> EXERCISE AIM
The answer must be a single number: how many lines of the records below contain "front".

> Stored items
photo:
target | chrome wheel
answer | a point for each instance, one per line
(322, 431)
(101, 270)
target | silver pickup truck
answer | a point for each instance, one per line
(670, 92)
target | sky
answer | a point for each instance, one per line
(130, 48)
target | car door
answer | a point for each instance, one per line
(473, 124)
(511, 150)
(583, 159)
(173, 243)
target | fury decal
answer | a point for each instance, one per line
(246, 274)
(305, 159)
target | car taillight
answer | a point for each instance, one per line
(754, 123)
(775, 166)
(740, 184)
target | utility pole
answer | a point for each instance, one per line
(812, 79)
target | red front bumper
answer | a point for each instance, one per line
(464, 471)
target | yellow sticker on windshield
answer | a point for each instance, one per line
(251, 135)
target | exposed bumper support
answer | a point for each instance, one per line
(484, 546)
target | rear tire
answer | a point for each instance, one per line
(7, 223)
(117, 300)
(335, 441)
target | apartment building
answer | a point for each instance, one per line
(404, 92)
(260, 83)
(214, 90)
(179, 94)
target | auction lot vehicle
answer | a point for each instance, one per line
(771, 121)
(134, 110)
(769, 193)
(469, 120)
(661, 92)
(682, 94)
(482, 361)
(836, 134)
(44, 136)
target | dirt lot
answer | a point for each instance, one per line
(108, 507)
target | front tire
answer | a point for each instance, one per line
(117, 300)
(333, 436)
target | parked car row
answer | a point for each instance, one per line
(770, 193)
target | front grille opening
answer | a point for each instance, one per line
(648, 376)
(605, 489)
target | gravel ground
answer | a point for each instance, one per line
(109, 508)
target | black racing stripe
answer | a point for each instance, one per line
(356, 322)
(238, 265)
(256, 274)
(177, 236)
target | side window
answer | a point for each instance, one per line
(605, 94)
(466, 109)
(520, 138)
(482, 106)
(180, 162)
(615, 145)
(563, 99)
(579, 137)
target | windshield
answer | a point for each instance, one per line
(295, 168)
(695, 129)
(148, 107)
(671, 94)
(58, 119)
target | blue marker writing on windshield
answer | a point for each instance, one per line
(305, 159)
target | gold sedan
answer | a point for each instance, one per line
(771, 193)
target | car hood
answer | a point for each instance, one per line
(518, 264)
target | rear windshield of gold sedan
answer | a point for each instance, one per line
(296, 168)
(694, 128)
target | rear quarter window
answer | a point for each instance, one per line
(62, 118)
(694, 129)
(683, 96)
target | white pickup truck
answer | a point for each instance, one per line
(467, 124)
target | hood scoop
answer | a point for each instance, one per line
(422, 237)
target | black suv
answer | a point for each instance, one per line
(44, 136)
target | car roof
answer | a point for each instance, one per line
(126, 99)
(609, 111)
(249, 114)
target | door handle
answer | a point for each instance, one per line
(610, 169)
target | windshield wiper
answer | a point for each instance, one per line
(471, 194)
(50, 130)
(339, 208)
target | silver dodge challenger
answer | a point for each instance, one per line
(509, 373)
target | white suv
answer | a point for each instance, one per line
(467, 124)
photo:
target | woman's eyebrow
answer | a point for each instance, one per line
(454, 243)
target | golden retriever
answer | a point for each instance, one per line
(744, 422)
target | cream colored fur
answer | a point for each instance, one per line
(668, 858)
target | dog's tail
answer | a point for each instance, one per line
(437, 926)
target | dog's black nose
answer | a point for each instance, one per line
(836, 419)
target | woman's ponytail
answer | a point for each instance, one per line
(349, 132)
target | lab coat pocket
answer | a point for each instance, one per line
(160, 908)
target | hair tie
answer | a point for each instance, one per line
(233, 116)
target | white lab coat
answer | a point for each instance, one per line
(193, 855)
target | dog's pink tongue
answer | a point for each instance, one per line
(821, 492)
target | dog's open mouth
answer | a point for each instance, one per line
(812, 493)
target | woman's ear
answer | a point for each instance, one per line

> OUTPUT OF THE TASK
3